El Moro Churreria

Orange County's best churro maker adds art deco style to Costa Mesa's Mercado Gonzalez

Founded in 1935 in Mexico by a Spanish immigrant, El Moro Churreria combines the classically Spanish concept of dipping churros into chocolate with the classically Mexican style of serving churros: coating deep-fried horn-like tubes with cinnamon and sugar. The chain’s first U.S. location is inside Mercado Gonzalez Northgate Market, and a true aesthetic and culinary standout, even by the high standards of this culinary destination.

El Moro’s pristine white tile and blue lettering recalls the art deco age of its original location’s founding while contrasting heavily with the dark colors and earthtones favored elsewhere in the market. For a place that exists almost exclusively as a deep fryer of dough, it gives off no hint of oil – stinky or otherwise – and operates cauldrons of hot chocolate and other dips throughout the day. Guests can choose to pair their churros with condensed milk, cajeta, chocolate, Nutella, and/or caramel dips, each served in a small container that has enough sauce inside for three to five churro pieces.

Beyond the highly compelling churros and dips, which are so fresh and tasty that they beg to be consumed on the spot, El Moro offers drinks including coffees and milkshakes. They’re nothing to write home about, but easy alternatives to hunting elsewhere in the store for drinks, if you don’t have the time or inclination to explore past this counter.

● What is expected:
Reproduce part of the El Moro Churreria review word for word, starting at the words "Founded in 1935" and ending after "this culinary destination.".

Dataset entries
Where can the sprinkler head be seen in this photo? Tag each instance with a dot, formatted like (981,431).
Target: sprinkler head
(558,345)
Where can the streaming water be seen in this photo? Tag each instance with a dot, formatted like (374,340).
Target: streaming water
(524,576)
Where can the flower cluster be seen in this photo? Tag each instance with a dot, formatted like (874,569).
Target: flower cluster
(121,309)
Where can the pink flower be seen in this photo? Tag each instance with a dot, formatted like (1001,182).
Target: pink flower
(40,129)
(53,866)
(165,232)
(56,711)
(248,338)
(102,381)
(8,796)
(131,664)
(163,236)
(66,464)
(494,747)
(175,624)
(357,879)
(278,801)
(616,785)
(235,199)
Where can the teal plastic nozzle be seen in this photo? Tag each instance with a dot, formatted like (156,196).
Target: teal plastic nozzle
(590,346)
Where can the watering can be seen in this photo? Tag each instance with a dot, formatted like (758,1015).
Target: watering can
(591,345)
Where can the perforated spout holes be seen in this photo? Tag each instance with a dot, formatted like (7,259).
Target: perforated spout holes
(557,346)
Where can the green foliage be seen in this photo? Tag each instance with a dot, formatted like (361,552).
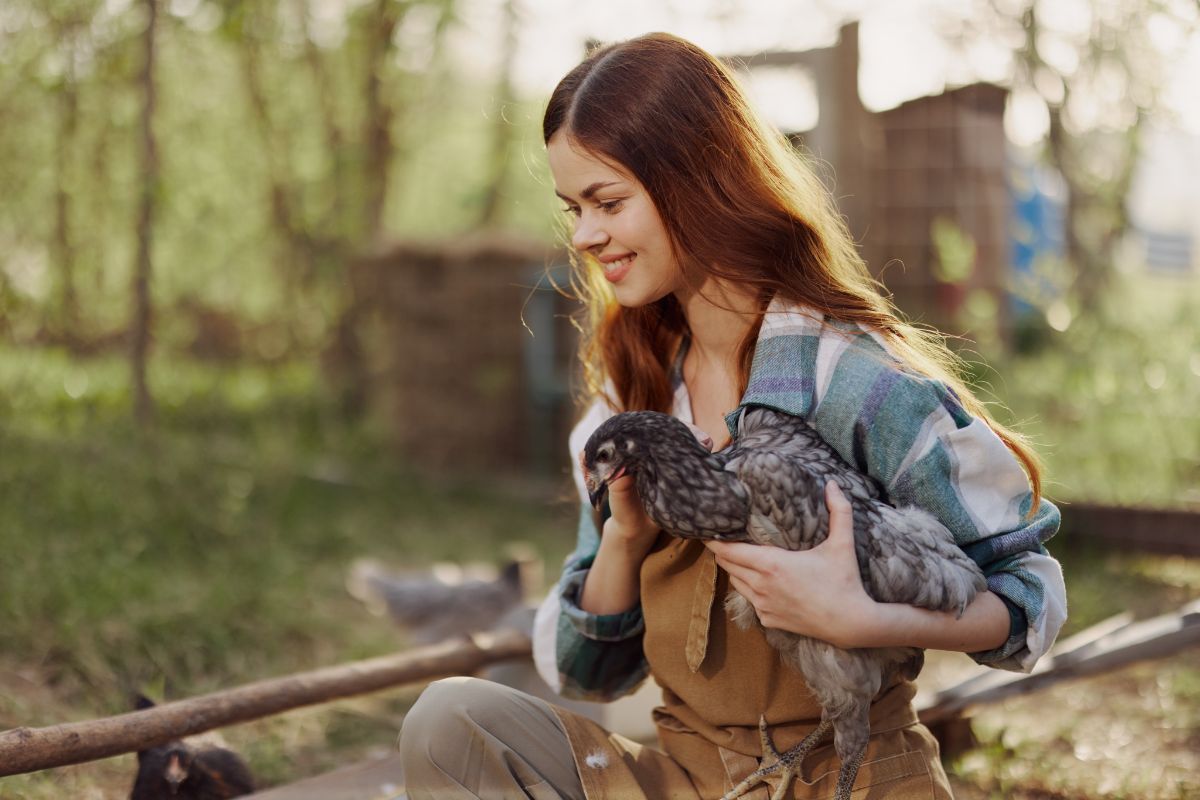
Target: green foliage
(211,551)
(263,200)
(1113,403)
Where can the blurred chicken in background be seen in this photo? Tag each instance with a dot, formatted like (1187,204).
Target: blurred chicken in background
(198,768)
(447,600)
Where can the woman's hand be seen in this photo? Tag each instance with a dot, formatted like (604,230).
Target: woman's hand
(629,524)
(816,593)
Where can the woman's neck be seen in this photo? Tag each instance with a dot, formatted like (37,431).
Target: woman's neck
(719,317)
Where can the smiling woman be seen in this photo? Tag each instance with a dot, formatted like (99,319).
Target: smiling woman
(616,222)
(718,276)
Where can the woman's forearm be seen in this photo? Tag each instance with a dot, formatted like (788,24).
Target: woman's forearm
(984,625)
(613,583)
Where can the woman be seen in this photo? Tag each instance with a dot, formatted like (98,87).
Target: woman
(718,276)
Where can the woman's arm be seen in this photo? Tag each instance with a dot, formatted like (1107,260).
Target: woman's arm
(593,656)
(820,593)
(613,583)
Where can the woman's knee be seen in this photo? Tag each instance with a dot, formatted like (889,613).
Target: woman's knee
(445,711)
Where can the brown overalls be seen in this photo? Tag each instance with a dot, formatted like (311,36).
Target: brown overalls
(717,680)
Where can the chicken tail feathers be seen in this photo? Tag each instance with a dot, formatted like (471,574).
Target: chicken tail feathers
(917,561)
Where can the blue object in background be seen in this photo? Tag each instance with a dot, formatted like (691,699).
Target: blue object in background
(1037,229)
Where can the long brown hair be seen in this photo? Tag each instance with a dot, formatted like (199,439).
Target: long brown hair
(739,204)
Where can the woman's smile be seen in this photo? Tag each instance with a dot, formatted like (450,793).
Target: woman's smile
(619,268)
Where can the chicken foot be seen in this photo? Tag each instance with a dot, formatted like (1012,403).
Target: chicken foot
(786,764)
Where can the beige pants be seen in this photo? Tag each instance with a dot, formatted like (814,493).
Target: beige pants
(469,738)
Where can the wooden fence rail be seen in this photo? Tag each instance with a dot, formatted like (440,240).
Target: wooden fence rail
(27,750)
(1108,645)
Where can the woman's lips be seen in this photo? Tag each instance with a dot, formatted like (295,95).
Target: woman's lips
(619,269)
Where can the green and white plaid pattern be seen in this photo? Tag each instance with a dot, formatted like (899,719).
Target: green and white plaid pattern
(909,432)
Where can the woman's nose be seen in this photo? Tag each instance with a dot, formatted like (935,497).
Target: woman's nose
(588,233)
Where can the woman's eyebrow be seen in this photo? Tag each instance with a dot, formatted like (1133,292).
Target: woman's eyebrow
(589,191)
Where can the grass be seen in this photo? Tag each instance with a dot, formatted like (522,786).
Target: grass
(1113,403)
(211,552)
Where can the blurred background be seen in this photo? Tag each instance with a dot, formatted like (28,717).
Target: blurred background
(281,288)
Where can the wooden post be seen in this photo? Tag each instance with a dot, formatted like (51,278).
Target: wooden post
(27,750)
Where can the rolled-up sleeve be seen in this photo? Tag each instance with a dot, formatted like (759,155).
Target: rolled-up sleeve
(582,655)
(915,437)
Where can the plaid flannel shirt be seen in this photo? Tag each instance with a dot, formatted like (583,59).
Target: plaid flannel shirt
(907,431)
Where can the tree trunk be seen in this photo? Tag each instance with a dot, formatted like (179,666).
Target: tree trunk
(502,130)
(141,326)
(64,248)
(377,124)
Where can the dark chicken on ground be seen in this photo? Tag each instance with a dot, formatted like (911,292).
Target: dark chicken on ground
(190,769)
(768,488)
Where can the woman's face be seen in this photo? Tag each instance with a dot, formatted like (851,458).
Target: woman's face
(616,222)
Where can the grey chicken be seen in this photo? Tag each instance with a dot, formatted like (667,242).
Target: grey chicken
(433,607)
(768,488)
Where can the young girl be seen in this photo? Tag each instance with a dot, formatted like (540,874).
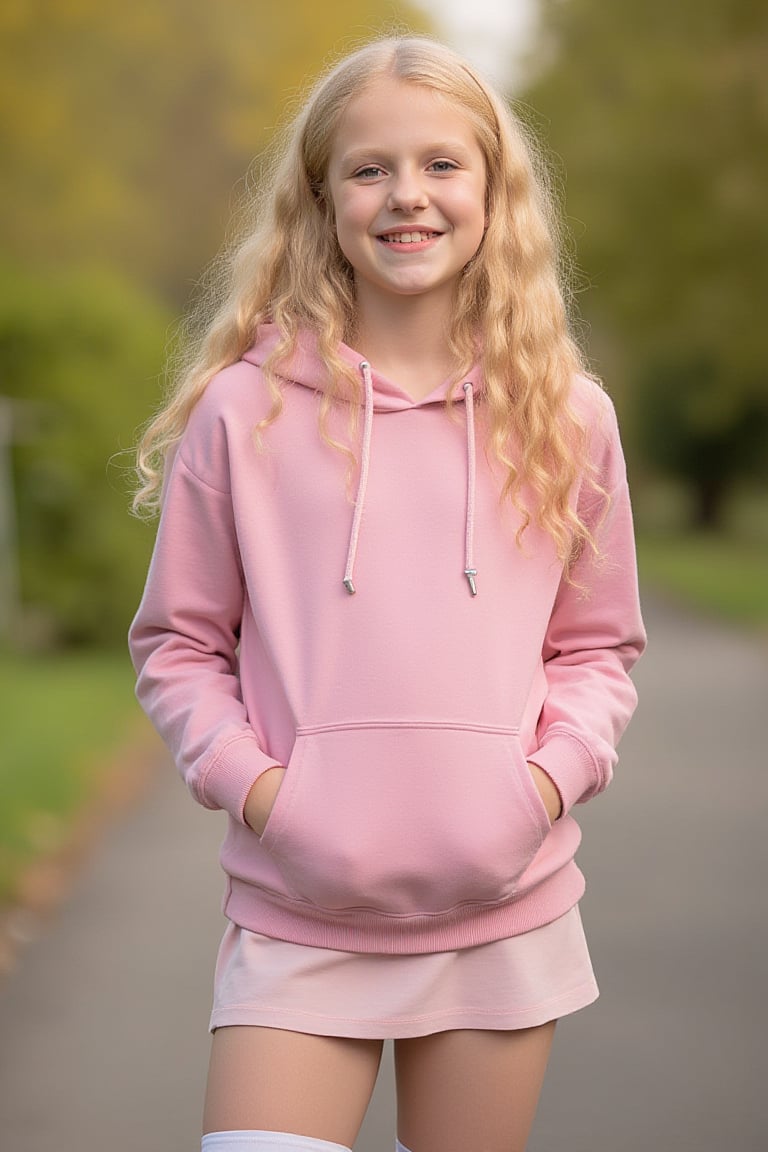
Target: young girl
(389,619)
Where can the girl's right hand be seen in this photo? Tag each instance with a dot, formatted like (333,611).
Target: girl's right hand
(261,797)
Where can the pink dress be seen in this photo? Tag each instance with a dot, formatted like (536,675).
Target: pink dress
(519,982)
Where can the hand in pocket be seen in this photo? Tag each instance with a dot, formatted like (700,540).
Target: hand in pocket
(261,797)
(547,791)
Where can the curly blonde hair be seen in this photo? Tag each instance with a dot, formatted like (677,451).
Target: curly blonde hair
(510,301)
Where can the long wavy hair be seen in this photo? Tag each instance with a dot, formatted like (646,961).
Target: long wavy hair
(510,301)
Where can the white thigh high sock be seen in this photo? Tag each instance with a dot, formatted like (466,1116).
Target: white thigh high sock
(266,1142)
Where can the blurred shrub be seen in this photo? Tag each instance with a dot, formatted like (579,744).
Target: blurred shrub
(80,355)
(692,426)
(660,115)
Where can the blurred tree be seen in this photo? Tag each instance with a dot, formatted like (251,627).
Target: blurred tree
(124,128)
(78,358)
(660,115)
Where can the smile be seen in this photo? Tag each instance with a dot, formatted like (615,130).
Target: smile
(408,237)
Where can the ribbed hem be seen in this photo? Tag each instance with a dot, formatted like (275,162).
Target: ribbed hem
(360,930)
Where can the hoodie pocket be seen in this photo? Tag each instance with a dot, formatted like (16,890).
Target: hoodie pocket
(404,819)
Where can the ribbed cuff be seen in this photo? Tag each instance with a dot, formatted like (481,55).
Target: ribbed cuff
(233,773)
(571,767)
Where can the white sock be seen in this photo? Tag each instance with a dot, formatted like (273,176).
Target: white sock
(266,1142)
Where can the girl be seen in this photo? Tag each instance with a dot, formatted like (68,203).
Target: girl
(389,619)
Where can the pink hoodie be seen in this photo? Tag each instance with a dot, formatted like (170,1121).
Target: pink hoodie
(408,819)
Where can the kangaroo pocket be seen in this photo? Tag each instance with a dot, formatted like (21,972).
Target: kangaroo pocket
(404,819)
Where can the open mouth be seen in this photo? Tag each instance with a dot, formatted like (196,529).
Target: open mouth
(408,237)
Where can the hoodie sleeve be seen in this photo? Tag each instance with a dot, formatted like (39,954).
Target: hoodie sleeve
(183,639)
(595,635)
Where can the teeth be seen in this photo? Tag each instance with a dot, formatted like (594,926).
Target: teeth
(408,237)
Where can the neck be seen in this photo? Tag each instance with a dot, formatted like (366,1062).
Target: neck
(404,339)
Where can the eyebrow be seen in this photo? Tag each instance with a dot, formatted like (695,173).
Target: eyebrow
(367,152)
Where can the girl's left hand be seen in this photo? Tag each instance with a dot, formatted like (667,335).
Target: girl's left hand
(547,790)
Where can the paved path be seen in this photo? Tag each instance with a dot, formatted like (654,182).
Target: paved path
(103,1028)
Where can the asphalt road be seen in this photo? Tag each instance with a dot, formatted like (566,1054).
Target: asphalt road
(103,1024)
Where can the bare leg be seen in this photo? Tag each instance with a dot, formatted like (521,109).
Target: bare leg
(470,1090)
(289,1082)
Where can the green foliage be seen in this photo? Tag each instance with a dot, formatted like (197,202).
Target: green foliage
(48,770)
(660,115)
(694,429)
(719,574)
(80,356)
(124,128)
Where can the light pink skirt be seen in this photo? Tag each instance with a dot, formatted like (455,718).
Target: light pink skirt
(516,983)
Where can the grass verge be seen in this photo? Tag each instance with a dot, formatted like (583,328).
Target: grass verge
(66,718)
(721,575)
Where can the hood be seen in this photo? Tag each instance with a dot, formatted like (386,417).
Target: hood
(305,368)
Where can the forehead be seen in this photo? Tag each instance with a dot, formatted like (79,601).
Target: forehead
(392,113)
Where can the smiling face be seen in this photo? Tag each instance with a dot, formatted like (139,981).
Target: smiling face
(408,182)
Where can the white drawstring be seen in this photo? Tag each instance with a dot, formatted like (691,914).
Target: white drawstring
(470,570)
(365,461)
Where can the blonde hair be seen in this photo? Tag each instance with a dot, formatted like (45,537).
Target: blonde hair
(510,301)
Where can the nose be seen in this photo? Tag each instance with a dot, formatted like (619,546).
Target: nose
(407,194)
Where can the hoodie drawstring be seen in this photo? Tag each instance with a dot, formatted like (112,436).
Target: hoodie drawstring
(365,461)
(470,570)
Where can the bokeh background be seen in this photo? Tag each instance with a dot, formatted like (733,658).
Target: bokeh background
(126,135)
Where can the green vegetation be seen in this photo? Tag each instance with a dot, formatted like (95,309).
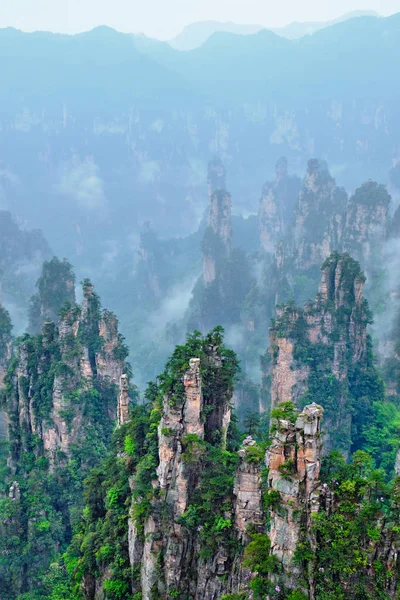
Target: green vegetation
(55,287)
(36,524)
(5,333)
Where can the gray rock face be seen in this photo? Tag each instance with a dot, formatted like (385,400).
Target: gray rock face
(65,348)
(123,400)
(294,460)
(333,324)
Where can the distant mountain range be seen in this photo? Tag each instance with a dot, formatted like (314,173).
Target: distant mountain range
(195,34)
(103,131)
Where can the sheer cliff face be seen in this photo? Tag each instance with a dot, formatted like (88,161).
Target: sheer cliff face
(218,236)
(277,203)
(320,217)
(5,340)
(53,377)
(294,461)
(216,177)
(181,434)
(367,222)
(314,350)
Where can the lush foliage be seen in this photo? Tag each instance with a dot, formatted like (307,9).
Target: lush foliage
(55,287)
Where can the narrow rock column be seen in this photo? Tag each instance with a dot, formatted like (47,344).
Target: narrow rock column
(123,400)
(247,492)
(294,460)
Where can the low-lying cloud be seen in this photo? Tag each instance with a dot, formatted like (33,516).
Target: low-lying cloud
(81,181)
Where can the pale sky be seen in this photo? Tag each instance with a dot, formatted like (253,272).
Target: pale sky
(166,18)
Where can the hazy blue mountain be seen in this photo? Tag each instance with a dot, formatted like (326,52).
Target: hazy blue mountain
(102,131)
(298,29)
(195,34)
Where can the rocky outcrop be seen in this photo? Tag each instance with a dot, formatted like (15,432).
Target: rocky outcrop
(367,222)
(123,400)
(52,370)
(187,429)
(248,509)
(294,461)
(218,235)
(314,349)
(216,176)
(55,287)
(277,203)
(320,217)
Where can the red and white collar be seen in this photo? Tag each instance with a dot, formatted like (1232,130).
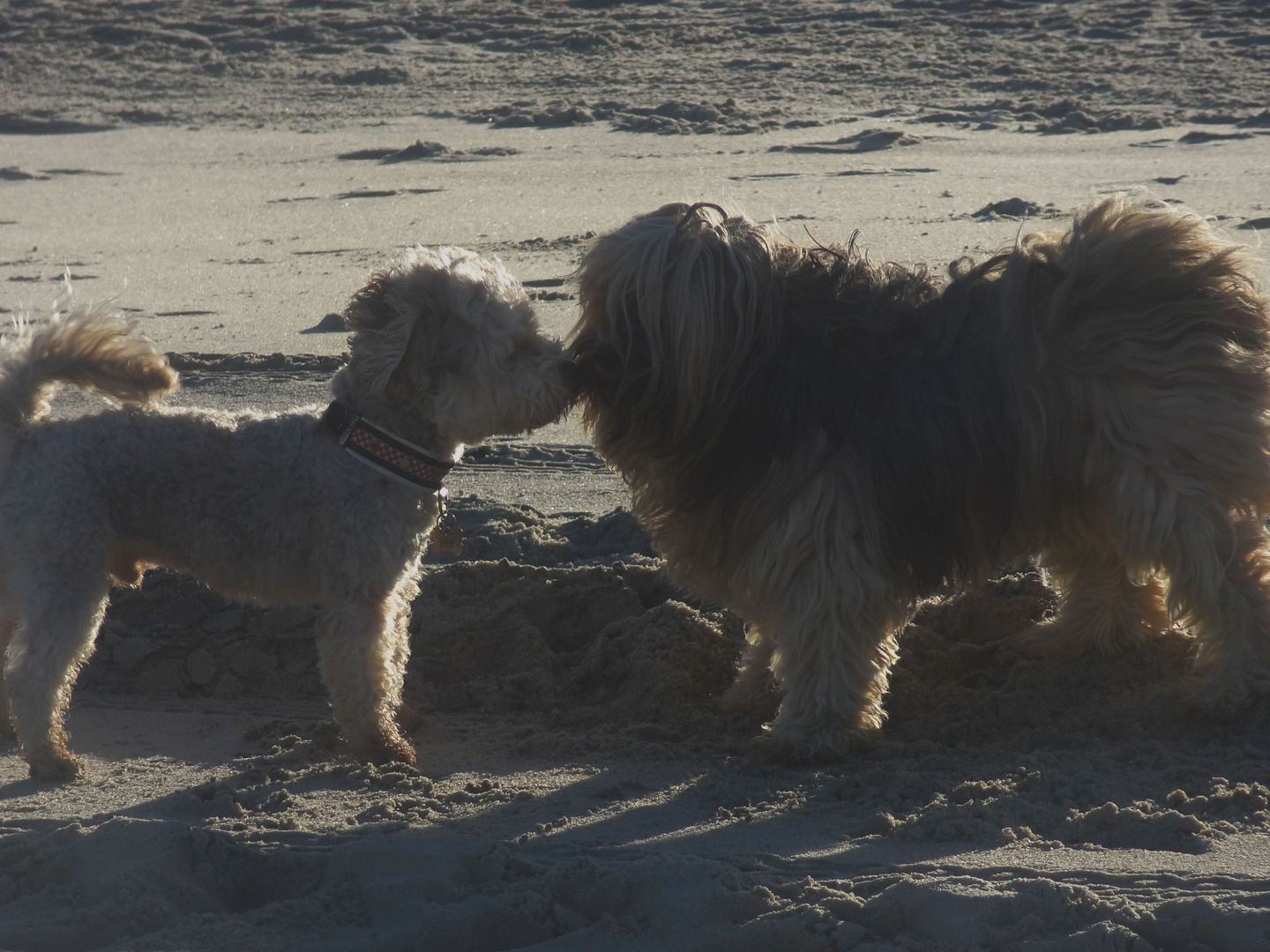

● Task answer:
Founded in 1935 in Mexico by a Spanish immigrant, El Moro Churreria combines the classically Spanish concept of dipping churros into chocolate with the classically Mexican style of serving churros: coating deep-fried horn-like tubes with cinnamon and sugar. The chain’s first U.S. location is inside Mercado Gonzalez Northgate Market, and a true aesthetic and culinary standout, even by the high standards of this culinary destination.